Problem to solve:
Every line below should be copied exactly; drop the pictures.

>>>>>

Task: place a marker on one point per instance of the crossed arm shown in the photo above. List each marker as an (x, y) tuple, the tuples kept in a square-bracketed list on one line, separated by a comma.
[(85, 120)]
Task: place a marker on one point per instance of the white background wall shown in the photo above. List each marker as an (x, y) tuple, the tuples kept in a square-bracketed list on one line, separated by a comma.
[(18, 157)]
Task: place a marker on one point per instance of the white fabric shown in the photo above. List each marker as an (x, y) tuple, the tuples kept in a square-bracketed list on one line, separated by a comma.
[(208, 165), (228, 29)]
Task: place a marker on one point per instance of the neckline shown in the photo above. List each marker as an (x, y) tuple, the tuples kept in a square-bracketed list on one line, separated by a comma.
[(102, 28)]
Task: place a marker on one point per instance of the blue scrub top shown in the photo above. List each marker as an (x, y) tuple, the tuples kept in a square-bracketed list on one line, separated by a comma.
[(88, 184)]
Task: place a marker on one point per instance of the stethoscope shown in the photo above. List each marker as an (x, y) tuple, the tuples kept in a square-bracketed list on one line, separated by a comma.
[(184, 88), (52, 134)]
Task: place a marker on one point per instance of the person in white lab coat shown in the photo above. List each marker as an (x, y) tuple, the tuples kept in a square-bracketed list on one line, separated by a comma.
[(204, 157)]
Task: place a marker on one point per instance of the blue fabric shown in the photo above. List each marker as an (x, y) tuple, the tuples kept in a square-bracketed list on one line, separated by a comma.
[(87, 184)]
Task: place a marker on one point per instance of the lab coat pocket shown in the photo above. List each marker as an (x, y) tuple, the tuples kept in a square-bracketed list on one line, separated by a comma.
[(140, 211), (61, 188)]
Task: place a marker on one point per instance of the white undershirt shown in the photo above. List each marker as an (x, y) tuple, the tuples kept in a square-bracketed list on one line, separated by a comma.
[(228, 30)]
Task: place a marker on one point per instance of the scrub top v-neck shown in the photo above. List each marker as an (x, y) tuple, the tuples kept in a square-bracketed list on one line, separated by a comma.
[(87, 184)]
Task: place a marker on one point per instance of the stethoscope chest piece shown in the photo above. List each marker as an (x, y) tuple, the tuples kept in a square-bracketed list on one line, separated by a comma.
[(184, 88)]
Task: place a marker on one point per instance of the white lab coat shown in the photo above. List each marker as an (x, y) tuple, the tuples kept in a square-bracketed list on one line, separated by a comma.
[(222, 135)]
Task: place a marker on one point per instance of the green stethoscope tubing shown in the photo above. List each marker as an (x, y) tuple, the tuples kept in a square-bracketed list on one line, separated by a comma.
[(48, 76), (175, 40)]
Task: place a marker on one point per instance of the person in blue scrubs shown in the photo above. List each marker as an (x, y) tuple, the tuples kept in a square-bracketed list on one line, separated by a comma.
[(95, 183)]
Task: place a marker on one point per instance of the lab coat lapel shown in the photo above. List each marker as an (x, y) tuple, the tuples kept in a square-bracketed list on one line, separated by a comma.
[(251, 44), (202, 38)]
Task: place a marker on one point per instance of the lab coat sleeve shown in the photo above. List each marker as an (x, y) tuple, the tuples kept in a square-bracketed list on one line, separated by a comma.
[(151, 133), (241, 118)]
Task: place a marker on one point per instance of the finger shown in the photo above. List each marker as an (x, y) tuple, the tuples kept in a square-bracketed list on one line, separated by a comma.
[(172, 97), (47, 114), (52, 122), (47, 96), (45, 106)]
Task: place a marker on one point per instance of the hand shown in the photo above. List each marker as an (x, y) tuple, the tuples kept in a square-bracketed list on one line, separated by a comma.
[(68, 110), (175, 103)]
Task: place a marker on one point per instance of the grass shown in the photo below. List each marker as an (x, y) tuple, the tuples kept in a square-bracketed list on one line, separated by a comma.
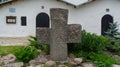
[(99, 59), (4, 50)]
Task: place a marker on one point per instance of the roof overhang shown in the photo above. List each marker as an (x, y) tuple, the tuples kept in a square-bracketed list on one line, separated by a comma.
[(76, 3)]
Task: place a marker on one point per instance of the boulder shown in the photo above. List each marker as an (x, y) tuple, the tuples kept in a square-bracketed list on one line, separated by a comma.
[(50, 63)]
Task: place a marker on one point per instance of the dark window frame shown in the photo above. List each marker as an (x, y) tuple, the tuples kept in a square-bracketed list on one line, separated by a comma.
[(11, 19), (23, 21)]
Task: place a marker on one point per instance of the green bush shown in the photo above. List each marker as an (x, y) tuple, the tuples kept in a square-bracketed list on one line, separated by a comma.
[(103, 60), (44, 47), (90, 43), (26, 54), (99, 59)]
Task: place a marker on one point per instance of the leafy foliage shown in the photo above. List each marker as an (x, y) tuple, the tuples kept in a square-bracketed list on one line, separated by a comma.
[(90, 43), (113, 30), (26, 54), (44, 47), (99, 59), (114, 37)]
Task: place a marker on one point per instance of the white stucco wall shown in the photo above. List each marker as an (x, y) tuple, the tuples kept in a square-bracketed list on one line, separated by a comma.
[(88, 15)]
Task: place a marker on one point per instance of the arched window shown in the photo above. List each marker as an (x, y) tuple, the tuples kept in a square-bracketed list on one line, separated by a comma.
[(42, 20), (106, 20)]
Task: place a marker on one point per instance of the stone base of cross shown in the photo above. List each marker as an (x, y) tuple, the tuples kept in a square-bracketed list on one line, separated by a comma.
[(59, 34)]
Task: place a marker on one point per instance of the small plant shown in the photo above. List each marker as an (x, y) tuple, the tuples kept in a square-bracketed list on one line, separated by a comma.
[(44, 47), (90, 43), (26, 54), (113, 30), (114, 37)]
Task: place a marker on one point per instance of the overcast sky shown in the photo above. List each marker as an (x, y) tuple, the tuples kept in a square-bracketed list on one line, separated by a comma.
[(76, 2)]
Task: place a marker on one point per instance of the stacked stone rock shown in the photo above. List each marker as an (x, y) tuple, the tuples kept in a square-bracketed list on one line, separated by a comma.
[(59, 34)]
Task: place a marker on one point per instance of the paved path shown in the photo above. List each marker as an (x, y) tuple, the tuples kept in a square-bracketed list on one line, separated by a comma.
[(5, 41)]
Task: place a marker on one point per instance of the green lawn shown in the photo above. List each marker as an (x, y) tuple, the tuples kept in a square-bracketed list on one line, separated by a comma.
[(4, 50)]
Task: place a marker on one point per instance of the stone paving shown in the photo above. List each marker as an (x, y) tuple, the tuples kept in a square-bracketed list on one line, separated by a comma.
[(5, 41)]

<<<<<

Solution for this task:
Task: place a marker on one point per instance of the crossed arm shown in the photo above. List each marker as an (x, y) tuple, the tuples kept in a square-bracketed list on one line, separated by a comma.
[(85, 120)]
Task: place a marker on one point per instance of the white background wall shown in the photo above. List each marker as an (x, y) tuple, the tuples kept in a square-bracketed list on one line, separated by a comma.
[(18, 157)]
Task: place a marker on one point per instance of the white fabric shown in the photo above. List each marker as an (x, y) tuple, the tuples kept in a square-bracketed list on one line, separated by a comma.
[(208, 165), (228, 29)]
Task: place a marker on one point per instance of the neckline shown in the photo above. List each marker as an (x, y) tuple, the tuples kept in a square-bracketed list on one line, separated by a comma.
[(102, 28)]
Task: place a marker on one point per instance of the blue scrub top shown in the photo above. List each marker as an (x, y) tuple, the tuples kept in a square-bracketed list on one line, separated by a comma.
[(88, 184)]
Task: place a marker on one point per instance of the stethoscope shown in the photo above. List each marker as an (x, y) tuple, the tuples kept in a square-bracketed list on one line, separated by a comma.
[(184, 88), (52, 134)]
Task: place a marker on one point per instance of the person in white lab coat shown in the photo above. List each marker as an (x, y) tuple, the tuples kept in a square-bracketed list on one line, separated by a comma.
[(204, 157)]
Task: place a marker on one point per instance of the blue fabric shown in the photo above. List each marker as an (x, y) tuple, the tuples kept in a square-bracketed list on one line, separated by a comma.
[(87, 184)]
Task: place a marker on one point per instance of the lab coat pocket shown in the photo above. List each marker as an (x, y) tuple, the tuples kept in a square-bracketed list on one line, separated by a comma.
[(140, 211), (61, 188)]
Task: place a marker on one point per instance of the white undershirt shown in the photo above. List each marker as an (x, y) tuple, the tuples kept in a square-bracketed list on one line, separated by a comma.
[(228, 30)]
Task: place a marker on one point per instance of the scrub top v-neck shown in the photo above. List each marker as an (x, y) tuple, the tuples kept in a square-bracketed list on one line, separated by a comma.
[(87, 184)]
Task: place a marker on one point per instance of the stethoscope chest piece shown in the photo above. List each marker as an (x, y) tuple, the tuples kept in a square-bracketed list on one line, separated by a comma.
[(184, 88)]
Task: place a marker on one point per instance of the white lab coat shown in the photo above. List each marker as an (x, y) tuple, the tuples kept in a square-bracketed list on one line, separated by a comma.
[(222, 135)]
Task: place a marker on one point per instance of the green stethoscope tubing shown in the photo above. List each marker as an (x, y) tuple, the tuples kept in a square-bracketed list on one line, separated by a comma.
[(48, 76), (175, 40)]
Task: place a marker on one point per instance of the person in blue scrubs shown in the photo above. List each marker as an (x, y) tuple, the tuples kept in a square-bracketed list on one line, separated by a comma.
[(95, 183)]
Task: place a marker on one point per instance of the lab coat lapel shown in the photo above. List each marker as an (x, y) tuple, the tuples kept in a square-bracketed list on one line, separated by a comma.
[(251, 44), (202, 38)]
Task: place a marker on one point per instance of the lab coat sleeve shown in the photo above. List each marker as an (x, y) tuple, the tuples kept in a square-bracketed list on one line, separated by a comma.
[(151, 133), (241, 118)]
Task: place a marker on one point per instance of the finger shown in the photo above. List each marker as an (x, y) tuple, the tuples kept in a square-bracketed list on one line, separated by a comma.
[(172, 97), (47, 114), (52, 122), (47, 96), (45, 106)]
Task: place a marker on one point per instance of the hand shown in the photo above. List each marker as an (x, y) tuple, the tuples kept in a square-bracketed list on one line, separated by a comma.
[(68, 110), (175, 103)]
Task: place a marker on one point per instance of the grass shown in the photo below. List each marker as an (x, y) tuple, the tuples kept in a square-bracketed list on one line, separated by a comma.
[(99, 59), (4, 50)]
Task: place a marker on one point per instance of the roof overhang shown in the photo above. List each marker as an (x, y) tuple, the tuples kept in a square-bracketed list on one line, separated by a comma.
[(76, 3)]
Task: place a marker on one point per instance of the boulder shown in the photo above. List each marker as an (x, y) tuple, the tuples kept in a square-bracketed list on one line, separated by a comma.
[(50, 63)]
Task: place a marker on one point per instance of the dark window frame shown in the photo above. List each marker as an (x, y) tuple, the tuples kept in a square-bracketed list on one line, separated by a comma.
[(11, 19), (23, 21)]
Task: place a marker on one point per instance of the green bush shown in the photo above. List each marker as an (x, y) tuple, the tuples kept in a square-bracketed list on one line, separated by a comma.
[(103, 60), (44, 47), (90, 43), (26, 54), (99, 59)]
Task: place a marker on one point per instance of the leafy foliage shown in the photo above. List each marker as an (x, y) tuple, the tuples kept in a square-bracketed list on one line, separated by a comma.
[(90, 43), (113, 30), (26, 54), (44, 47), (99, 59), (114, 37)]
Task: place a marker on one point per instance of the white stucco wall shown in the photo above. List each marker as an (x, y) tuple, the tuples kept in a square-bracketed list on one line, separated by a comma.
[(88, 15)]
Task: place a marker on one point per instance of the arched window shown in the photo above. List each marker as an (x, y) tuple, the tuples kept in a square-bracketed list on one line, separated by a comma.
[(42, 20), (106, 20)]
Task: place a marker on one point per instance of the stone base of cross shown in the photo above. List each marker as an (x, y) tuple, the tuples kept in a square-bracketed list on one line, separated by a comma.
[(59, 34)]
Task: place a marker on one point per instance of the small plant shown in the photo above. List each marker as an (x, y) tuple, the tuples kept in a square-bracketed list on one line, separated by a comma.
[(44, 47), (90, 43), (26, 54), (113, 30), (114, 37)]
Task: place a marker on one point per instance of the overcast sky shown in the photo above. List each marker as an (x, y) tuple, the tuples kept in a square-bracketed list on one line, separated by a comma.
[(76, 2)]
Task: place a marker on one point per instance of the stacked stone rock shown in the photo above. List each marker as an (x, y) tuple, the tuples kept in a square-bracketed list on one line, separated by a comma.
[(59, 34)]
Task: place a marker on one point per instance of the paved path shown in the photo above. List each marker as an (x, y) tuple, the tuples kept in a square-bracketed list on one line, separated by a comma.
[(5, 41)]
Task: place a marker on one point per instance of the green lawn shown in the photo above. List each marker as an (x, y) tuple, the tuples kept in a square-bracketed list on one line, separated by a comma.
[(4, 50)]
Task: place a marker on one point per instance of the stone paving shown in the photo above. List each marker as an (x, y) tuple, the tuples kept in a square-bracketed list on one line, separated by a comma.
[(5, 41)]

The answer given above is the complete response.